* _Kutipan Bacaan_:
--
Bukan Hukuman Mati, Ketua KPK Firli Sebut Juliari dan Edhy Prabowo Berpotensi Dihukum Seumur Hidup
Ketua KPK Firli Bahuri (Foto: Humas KPK)

Bagikan:

JAKARTA - Ketua Komisi Pemberantasan Korupsi (KPK) Firli Bahuri menyebut dua mantan menteri di Kabinet Indonesia Maju, yaitu Juliari Peter Batubara dan Edhy Prabowo berpotensi dihukum seumur hidup atas perbuatan yang dilakukannya.

"Saat ini pasal yang diterapkan terkait dengan dugaan suap yang ancaman hukuman maksimalnya sebagaimana ketentuan Undang-Undang Tipikor adalah pidana penjara seumur hidup," kata Firli melalui keterangan tertulis yang dikutip Kamis, 4 Maret.
--
* _Entri Dataset_:
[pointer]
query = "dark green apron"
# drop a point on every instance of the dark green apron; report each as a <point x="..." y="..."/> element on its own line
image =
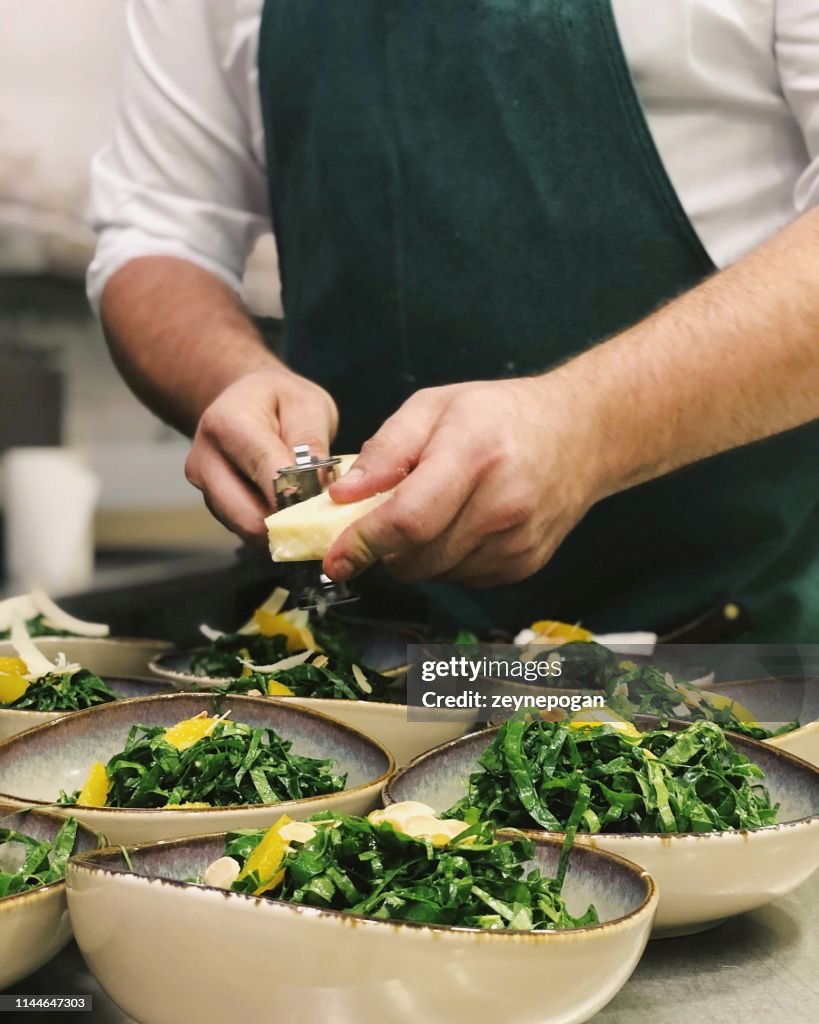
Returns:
<point x="466" y="189"/>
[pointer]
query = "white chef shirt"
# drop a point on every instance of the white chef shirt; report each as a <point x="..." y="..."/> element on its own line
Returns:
<point x="730" y="90"/>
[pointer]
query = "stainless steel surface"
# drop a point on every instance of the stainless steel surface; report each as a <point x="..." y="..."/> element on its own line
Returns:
<point x="758" y="968"/>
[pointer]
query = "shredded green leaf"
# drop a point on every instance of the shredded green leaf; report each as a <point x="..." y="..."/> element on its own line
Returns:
<point x="545" y="774"/>
<point x="310" y="681"/>
<point x="375" y="870"/>
<point x="235" y="764"/>
<point x="27" y="862"/>
<point x="37" y="627"/>
<point x="65" y="691"/>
--
* _Soal Latihan_:
- A) Tentukan apakah setiap pernyataan berikut sesuai dengan kutipan bacaan: (i) Firli Bahuri menyebut Juliari dan Edhy Prabowo berpotensi dihukum mati; (ii) Juliari Peter Batubara dan Edhy Prabowo adalah mantan menteri di Kabinet Indonesia Maju; (iii) pernyataan Firli disampaikan melalui keterangan tertulis. Jawab ya atau tidak untuk masing-masing, disertai kutipan persis dari kutipan bacaan yang menjadi penentunya.
- B) Jawab pertanyaan berikut berdasarkan kutipan bacaan:
(i) Dari mana sumber foto Ketua KPK Firli Bahuri?
(ii) Menurut Firli, pasal yang diterapkan terkait dengan dugaan apa?
(iii) Pada hari dan tanggal apa keterangan tertulis Firli dikutip?
- C) Tulis ulang bagian kutipan bacaan dari "Bukan Hukuman Mati, Ketua" hingga "Kamis, 4 Maret.", dengan mengubah "mantan menteri" menjadi "bekas menteri".

* _Jawaban Tiap Tugas_:
- A)
(i) Tidak: "Bukan Hukuman Mati, Ketua KPK Firli Sebut Juliari dan Edhy Prabowo Berpotensi Dihukum Seumur Hidup"
(ii) Ya: "dua mantan menteri di Kabinet Indonesia Maju, yaitu Juliari Peter Batubara dan Edhy Prabowo"
(iii) Ya: "kata Firli melalui keterangan tertulis yang dikutip Kamis, 4 Maret"

- B)
(i) Humas KPK
(ii) Dugaan suap
(iii) Kamis, 4 Maret

- C)
Bukan Hukuman Mati, Ketua KPK Firli Sebut Juliari dan Edhy Prabowo Berpotensi Dihukum Seumur Hidup
Ketua KPK Firli Bahuri (Foto: Humas KPK)

Bagikan:

JAKARTA - Ketua Komisi Pemberantasan Korupsi (KPK) Firli Bahuri menyebut dua bekas menteri di Kabinet Indonesia Maju, yaitu Juliari Peter Batubara dan Edhy Prabowo berpotensi dihukum seumur hidup atas perbuatan yang dilakukannya.

"Saat ini pasal yang diterapkan terkait dengan dugaan suap yang ancaman hukuman maksimalnya sebagaimana ketentuan Undang-Undang Tipikor adalah pidana penjara seumur hidup," kata Firli melalui keterangan tertulis yang dikutip Kamis, 4 Maret.